--- BEGIN Recorded information ---
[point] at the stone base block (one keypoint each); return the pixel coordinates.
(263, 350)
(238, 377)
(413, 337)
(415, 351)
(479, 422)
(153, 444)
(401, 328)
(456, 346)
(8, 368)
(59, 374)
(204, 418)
--- END Recorded information ---
Please repeat the listing above word for word, keeping every line as it appears.

[Correct result]
[point] at the stone base block (one keypoint each); return the pixel coordinates.
(263, 350)
(238, 377)
(413, 337)
(415, 351)
(479, 422)
(153, 444)
(401, 328)
(456, 346)
(8, 368)
(59, 374)
(204, 418)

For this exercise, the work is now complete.